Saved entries
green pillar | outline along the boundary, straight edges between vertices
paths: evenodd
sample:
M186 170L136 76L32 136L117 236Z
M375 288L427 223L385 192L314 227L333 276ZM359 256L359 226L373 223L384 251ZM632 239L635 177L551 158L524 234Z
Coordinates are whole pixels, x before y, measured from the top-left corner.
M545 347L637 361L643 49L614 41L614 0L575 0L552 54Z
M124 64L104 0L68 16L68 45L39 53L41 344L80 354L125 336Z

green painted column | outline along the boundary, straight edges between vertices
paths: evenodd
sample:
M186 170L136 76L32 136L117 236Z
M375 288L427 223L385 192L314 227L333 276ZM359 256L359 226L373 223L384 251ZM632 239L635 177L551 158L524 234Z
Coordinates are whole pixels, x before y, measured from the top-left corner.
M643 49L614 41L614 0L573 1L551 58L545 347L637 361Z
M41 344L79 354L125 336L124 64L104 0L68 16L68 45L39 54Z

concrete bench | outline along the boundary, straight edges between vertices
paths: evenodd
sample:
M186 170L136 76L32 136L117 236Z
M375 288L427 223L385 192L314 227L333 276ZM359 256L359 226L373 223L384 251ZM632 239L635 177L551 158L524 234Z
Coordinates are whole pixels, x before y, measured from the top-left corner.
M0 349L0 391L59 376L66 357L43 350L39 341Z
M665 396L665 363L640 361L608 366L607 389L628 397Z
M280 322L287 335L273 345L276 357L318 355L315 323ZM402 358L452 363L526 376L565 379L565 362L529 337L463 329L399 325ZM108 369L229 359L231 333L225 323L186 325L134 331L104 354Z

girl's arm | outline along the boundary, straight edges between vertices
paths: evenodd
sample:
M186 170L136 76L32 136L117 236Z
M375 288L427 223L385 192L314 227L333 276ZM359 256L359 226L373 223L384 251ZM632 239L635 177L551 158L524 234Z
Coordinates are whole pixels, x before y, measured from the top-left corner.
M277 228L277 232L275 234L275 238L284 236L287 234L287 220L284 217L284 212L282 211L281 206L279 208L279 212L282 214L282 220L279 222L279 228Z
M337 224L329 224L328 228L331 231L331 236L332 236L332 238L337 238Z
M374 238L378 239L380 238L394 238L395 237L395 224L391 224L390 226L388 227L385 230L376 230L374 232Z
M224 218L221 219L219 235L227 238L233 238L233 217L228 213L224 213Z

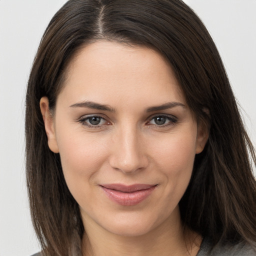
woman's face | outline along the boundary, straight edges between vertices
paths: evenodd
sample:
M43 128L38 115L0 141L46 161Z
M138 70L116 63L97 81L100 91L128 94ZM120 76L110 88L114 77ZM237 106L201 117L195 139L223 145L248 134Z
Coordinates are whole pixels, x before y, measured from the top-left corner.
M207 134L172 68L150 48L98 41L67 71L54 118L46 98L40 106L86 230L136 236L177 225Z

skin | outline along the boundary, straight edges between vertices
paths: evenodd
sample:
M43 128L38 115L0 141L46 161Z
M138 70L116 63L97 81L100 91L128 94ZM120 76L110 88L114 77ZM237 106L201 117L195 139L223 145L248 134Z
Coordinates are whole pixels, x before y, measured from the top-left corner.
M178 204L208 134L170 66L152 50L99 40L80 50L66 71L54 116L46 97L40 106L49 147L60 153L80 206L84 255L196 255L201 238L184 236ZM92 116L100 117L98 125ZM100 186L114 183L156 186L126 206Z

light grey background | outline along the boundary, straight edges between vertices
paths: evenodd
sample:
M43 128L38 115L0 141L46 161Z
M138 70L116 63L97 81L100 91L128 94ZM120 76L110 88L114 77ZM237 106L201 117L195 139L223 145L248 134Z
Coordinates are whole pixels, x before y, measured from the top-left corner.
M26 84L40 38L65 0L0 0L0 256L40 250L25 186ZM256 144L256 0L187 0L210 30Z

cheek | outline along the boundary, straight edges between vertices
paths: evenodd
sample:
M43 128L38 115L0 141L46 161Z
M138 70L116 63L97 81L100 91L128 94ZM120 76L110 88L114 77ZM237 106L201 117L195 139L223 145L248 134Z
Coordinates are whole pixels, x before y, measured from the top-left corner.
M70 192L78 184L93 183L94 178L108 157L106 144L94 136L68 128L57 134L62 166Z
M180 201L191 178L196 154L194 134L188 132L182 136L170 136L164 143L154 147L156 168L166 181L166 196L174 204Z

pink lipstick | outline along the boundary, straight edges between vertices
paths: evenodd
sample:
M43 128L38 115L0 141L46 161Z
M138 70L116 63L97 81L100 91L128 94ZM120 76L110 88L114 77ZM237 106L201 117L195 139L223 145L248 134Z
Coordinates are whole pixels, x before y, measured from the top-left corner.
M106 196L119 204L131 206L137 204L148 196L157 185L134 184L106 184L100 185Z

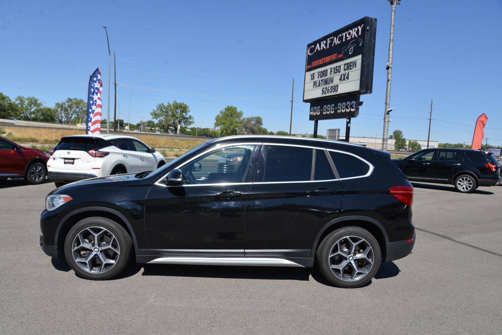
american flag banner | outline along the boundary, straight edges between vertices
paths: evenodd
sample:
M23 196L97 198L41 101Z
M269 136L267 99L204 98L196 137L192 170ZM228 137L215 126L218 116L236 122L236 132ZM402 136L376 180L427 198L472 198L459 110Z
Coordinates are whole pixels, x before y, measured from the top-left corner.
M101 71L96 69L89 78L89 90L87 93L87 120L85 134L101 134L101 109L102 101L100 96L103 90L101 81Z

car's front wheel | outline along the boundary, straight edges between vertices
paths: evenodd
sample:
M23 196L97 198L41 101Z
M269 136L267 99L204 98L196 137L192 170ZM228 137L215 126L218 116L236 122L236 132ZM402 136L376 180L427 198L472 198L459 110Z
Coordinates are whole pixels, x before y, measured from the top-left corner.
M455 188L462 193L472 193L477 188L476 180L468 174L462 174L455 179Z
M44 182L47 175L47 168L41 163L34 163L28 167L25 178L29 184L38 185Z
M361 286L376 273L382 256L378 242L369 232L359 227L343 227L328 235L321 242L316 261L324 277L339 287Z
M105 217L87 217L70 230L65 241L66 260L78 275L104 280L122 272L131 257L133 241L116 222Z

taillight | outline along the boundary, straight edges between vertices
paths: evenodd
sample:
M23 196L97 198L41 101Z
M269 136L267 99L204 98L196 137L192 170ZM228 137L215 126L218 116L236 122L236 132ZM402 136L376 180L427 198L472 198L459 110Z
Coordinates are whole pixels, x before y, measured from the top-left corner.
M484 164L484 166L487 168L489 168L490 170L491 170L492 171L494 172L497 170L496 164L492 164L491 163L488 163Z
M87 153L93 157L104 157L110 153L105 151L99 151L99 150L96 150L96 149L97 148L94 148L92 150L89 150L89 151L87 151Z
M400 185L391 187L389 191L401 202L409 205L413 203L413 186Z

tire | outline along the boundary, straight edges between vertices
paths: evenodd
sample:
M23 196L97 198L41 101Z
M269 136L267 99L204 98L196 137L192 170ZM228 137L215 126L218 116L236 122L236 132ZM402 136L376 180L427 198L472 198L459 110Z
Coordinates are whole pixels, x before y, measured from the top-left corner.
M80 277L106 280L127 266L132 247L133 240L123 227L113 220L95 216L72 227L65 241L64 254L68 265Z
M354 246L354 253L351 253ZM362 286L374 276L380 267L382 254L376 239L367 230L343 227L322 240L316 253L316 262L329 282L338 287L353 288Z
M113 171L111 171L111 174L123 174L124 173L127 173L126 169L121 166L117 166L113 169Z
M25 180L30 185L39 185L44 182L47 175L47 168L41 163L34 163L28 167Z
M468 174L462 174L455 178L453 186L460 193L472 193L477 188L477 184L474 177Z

==

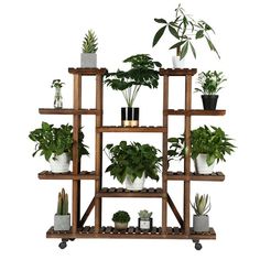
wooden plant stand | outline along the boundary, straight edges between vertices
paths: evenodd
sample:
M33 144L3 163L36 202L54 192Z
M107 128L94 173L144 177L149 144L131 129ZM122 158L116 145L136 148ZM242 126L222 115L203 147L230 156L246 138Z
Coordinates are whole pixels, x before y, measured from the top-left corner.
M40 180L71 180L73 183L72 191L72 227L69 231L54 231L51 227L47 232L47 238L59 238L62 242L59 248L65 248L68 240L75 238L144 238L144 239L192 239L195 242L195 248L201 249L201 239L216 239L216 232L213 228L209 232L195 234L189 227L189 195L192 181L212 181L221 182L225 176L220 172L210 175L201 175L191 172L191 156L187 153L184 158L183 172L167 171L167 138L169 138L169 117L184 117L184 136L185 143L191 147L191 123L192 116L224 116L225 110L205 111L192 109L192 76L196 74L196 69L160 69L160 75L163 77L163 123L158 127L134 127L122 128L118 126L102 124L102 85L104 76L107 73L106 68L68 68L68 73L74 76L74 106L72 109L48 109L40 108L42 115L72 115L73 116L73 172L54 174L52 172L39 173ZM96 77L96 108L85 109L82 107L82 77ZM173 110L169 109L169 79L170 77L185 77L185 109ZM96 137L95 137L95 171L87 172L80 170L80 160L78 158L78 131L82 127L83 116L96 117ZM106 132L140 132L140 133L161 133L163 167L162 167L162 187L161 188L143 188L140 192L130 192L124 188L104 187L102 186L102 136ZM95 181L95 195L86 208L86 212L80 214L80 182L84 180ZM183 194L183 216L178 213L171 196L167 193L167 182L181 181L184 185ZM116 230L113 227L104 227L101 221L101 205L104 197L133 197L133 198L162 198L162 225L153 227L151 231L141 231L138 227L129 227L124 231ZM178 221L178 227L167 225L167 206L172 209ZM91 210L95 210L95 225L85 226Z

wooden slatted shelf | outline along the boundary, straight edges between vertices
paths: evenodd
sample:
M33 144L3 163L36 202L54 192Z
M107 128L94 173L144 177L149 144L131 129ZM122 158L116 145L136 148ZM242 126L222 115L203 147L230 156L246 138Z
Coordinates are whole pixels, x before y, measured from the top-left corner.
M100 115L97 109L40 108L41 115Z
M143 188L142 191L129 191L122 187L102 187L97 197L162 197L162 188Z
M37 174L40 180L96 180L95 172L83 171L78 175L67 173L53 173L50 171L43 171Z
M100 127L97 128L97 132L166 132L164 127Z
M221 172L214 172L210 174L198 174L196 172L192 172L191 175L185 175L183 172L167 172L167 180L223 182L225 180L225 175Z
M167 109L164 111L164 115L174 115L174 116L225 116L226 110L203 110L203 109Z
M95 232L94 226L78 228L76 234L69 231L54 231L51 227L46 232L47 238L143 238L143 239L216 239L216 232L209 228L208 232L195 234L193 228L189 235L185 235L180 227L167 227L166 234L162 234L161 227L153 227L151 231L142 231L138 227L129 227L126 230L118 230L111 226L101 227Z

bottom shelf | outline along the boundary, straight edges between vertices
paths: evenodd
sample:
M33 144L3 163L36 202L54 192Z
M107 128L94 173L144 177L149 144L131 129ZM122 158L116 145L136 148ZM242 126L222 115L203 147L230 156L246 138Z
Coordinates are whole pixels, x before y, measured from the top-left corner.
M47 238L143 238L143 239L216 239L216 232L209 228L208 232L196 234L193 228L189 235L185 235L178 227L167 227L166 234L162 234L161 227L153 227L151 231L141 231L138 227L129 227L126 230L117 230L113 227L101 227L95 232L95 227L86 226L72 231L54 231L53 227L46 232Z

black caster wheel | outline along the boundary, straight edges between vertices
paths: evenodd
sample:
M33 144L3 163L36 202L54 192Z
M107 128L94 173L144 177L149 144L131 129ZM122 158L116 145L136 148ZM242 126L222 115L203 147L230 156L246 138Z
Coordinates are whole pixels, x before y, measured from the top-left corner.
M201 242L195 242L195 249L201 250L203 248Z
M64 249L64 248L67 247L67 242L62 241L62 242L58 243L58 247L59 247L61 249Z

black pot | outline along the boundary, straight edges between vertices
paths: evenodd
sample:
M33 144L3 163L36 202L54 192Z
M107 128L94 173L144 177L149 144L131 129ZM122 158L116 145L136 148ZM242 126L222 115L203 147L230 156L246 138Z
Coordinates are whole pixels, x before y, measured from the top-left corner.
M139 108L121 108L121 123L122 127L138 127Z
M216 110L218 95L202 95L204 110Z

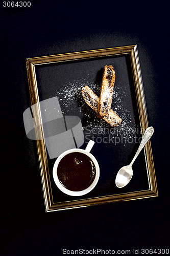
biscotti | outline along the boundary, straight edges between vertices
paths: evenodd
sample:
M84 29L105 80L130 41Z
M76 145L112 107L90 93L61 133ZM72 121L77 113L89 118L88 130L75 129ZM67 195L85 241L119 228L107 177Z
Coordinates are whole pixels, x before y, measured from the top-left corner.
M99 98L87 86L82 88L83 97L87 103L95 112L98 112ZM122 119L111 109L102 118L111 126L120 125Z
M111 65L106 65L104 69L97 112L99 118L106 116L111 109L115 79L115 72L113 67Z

---

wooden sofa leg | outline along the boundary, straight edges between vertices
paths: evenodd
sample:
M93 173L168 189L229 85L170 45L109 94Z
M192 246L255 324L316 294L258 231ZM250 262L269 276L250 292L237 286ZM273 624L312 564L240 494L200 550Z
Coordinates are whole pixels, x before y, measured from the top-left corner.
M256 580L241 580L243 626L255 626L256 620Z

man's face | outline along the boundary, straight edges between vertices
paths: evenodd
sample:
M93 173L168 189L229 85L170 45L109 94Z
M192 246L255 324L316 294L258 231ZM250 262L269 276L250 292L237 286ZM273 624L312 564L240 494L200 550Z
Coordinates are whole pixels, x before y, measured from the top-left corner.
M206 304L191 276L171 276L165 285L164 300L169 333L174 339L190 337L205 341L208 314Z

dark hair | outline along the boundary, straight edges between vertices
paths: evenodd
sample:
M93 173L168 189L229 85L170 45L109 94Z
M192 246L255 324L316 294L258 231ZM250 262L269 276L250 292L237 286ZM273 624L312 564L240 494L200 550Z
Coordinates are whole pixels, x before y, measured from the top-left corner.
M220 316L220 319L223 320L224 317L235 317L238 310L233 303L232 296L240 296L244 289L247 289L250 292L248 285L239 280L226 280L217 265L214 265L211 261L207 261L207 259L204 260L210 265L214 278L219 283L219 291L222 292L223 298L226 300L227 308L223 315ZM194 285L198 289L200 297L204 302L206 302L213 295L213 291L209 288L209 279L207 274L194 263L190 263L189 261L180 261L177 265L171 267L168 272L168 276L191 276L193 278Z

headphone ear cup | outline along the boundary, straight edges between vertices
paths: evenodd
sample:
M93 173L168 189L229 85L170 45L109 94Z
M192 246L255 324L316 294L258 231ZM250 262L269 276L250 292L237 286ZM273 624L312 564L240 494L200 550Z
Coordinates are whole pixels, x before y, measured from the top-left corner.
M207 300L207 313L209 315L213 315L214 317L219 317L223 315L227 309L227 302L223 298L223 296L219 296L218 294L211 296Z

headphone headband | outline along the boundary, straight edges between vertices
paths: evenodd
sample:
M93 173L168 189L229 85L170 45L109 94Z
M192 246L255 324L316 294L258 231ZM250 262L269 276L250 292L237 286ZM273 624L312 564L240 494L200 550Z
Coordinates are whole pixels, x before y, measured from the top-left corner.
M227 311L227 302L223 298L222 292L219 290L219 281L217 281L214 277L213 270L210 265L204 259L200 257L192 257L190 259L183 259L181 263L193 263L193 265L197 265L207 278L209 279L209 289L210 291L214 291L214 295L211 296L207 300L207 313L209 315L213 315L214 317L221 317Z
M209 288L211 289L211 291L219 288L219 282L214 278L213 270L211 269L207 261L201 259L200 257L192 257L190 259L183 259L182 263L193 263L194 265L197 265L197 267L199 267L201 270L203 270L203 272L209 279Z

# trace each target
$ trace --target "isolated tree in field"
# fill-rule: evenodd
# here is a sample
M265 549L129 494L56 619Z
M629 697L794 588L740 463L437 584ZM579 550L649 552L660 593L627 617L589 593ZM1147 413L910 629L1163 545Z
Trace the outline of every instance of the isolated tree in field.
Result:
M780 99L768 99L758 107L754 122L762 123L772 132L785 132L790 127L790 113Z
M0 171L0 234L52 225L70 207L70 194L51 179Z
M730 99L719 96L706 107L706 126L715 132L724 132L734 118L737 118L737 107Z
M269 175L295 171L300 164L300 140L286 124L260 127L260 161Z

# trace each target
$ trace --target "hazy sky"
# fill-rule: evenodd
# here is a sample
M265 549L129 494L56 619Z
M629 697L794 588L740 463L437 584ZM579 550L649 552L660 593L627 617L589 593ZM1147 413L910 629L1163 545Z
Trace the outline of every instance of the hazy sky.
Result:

:: DIRECTIONS ::
Swap "taillight" for "tail lamp" in the lines from the one holding "taillight | outline" through the one holding "M400 185L391 187L389", inclusive. Return only those lines, otherwise unchanged.

:: PROBLEM SOLUTION ::
tail lamp | outline along the boundary, straight edges between vertices
paths: evenodd
sample:
M23 196L97 198L41 101Z
M269 136L267 99L204 98L196 137L192 170ZM228 137L215 126L218 116L236 122L236 132ZM402 136L376 180L427 198L472 198L459 110Z
Coordinates are whole pixels, x before y, measured from the top-left corner.
M484 164L484 166L487 168L489 168L490 170L491 170L492 171L494 172L497 170L496 164L492 164L491 163L488 163Z
M87 153L93 157L104 157L110 153L105 151L99 151L99 150L96 150L96 149L97 148L94 148L92 150L89 150L89 151L87 151Z
M400 185L391 187L389 191L401 202L409 205L413 203L413 186Z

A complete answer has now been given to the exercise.